» **What the exercise asks**
Nothing but the line with "Would you mind indicating the dirt" and the lines after it, through the end of the records below, is to be repeated, exactly as it is.

» **Supplied material**
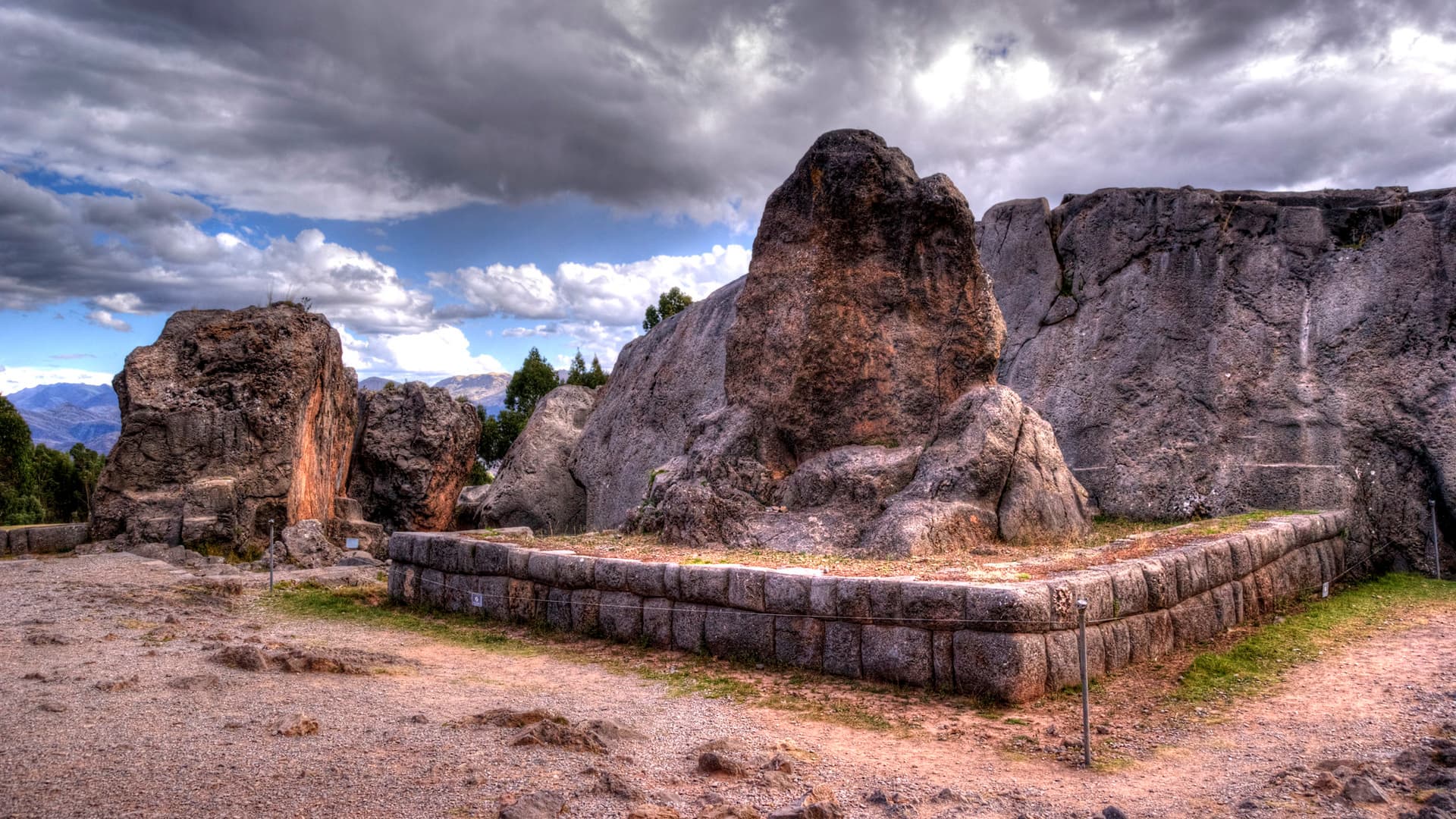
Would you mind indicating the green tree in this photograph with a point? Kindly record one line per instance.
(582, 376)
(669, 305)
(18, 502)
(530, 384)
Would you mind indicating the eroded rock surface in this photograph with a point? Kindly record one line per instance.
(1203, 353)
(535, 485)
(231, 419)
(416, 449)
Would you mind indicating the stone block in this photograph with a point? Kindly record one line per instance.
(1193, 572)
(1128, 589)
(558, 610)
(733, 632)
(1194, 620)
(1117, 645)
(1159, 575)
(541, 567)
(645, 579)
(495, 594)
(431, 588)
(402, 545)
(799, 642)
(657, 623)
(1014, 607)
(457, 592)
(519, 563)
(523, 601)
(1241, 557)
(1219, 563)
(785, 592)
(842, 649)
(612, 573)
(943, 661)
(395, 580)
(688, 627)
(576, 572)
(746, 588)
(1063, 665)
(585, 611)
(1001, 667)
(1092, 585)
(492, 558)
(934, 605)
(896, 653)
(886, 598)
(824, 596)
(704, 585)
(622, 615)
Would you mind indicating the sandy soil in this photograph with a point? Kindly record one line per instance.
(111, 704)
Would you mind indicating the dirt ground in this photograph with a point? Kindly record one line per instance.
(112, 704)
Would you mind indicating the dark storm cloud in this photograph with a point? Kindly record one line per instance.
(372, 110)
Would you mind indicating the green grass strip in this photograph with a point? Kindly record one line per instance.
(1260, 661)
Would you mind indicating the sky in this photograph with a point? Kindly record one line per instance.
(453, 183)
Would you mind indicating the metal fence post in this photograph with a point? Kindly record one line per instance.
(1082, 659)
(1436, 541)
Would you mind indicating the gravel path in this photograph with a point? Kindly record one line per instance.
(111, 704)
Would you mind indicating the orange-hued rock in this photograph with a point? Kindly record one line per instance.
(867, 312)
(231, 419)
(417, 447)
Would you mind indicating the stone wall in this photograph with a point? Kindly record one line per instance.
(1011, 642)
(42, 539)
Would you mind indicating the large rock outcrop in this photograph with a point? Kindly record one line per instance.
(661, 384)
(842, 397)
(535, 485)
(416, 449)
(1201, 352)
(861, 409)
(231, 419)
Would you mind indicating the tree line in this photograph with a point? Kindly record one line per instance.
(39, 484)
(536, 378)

» **Written answer**
Would you mind indicating the dirt ground in this photograph with a point? Kindly record one line per instance.
(112, 704)
Would you mind indicating the dark storm cloud in this photograph with a point? Kindly record one line per instance.
(372, 110)
Would you mind indicating the green grass strip in this photograph with a point? Kindly record one line per instance.
(1260, 661)
Would you mind indicating the sky in this photograph with a point? Kindly record one line per instance.
(453, 183)
Would you mind indicating the metal fence post in this photograph with a point? Kindly record one line per instance.
(1082, 659)
(1436, 541)
Would you mind indicating the gravel path in this photograph with a point? Kindly record one line per instance.
(111, 704)
Would you mind indicating the orange-hued rock in this photograph with a point? Kindly record one line per instance.
(867, 312)
(231, 419)
(417, 447)
Would you mind indicating the stone wall in this photograph with a point? Kindly record one line per instance.
(1011, 642)
(42, 539)
Would you mind indicating the large rock outcrop in this photograph with a point? Kindly record one line per instance.
(661, 384)
(842, 397)
(535, 485)
(416, 449)
(1201, 352)
(861, 409)
(231, 419)
Would you mind indicating the tree line in this photograph with a point? Kindly record one line per instance.
(39, 484)
(536, 378)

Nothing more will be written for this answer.